● YOUR OBJECTIVE
Reproduce everything in the Al Qaqaa passage from "In the first" down to "of chemical warfare.".

Col. Dave Perkins, then the commander of the 2nd Brigade of the Army's 3rd Infantry Division, said the immediate concern when his troops reached the Al Qaqaa site on April 3, 2003, was to defeat a couple of hundred Iraqi troops who were firing from the compound as the Americans surged toward Baghdad...

Perkins said the key concern at the time was whether there were any weapons of mass destruction, particularly chemical weapons, and that a white powdery substance found at the site proved to be a WMD false alarm.
Perkins' account is consistent with news accounts written at the time. Quoting Josh Marshall, himself quoting from the Washington Post article:

In the first of yesterday's discoveries, the 3rd Infantry Division entered the vast Qa Qaa chemical and explosives production plant and came across thousands of vials of white powder, packed three to a box. The engineers also found stocks of atropine and pralidoxime, also known as 2-PAM chloride, which can be used to treat exposure to nerve agents but is also used to treat poisoning by organic phosphorus pesticides. Alongside those materials were documents written in Arabic that, as interpreted at the scene, appeared to include discussions of chemical warfare.

Records from a collection:
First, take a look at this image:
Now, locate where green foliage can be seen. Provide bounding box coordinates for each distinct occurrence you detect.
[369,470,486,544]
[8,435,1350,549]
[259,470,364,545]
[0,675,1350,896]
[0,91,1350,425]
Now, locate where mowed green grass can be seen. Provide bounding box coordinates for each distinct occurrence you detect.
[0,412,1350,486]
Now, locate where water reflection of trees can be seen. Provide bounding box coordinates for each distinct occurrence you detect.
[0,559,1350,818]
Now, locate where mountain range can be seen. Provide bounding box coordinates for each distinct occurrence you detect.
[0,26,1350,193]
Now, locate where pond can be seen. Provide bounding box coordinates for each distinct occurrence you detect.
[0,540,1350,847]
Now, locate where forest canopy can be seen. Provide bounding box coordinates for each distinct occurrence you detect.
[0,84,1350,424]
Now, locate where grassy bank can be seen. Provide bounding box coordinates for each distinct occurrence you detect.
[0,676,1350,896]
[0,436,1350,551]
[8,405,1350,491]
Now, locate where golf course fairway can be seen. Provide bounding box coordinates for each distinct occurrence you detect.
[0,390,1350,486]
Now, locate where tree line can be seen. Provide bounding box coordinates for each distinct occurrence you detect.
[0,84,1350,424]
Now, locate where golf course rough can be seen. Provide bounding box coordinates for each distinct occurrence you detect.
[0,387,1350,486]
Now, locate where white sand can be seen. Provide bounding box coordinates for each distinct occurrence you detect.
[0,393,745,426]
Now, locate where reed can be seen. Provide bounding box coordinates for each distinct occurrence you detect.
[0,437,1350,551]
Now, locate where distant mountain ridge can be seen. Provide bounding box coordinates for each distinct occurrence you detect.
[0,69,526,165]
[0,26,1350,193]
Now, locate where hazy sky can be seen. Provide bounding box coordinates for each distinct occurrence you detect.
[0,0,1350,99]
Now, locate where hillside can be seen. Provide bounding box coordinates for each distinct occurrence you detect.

● ANSWER TO THIS TASK
In the first of yesterday's discoveries, the 3rd Infantry Division entered the vast Qa Qaa chemical and explosives production plant and came across thousands of vials of white powder, packed three to a box. The engineers also found stocks of atropine and pralidoxime, also known as 2-PAM chloride, which can be used to treat exposure to nerve agents but is also used to treat poisoning by organic phosphorus pesticides. Alongside those materials were documents written in Arabic that, as interpreted at the scene, appeared to include discussions of chemical warfare.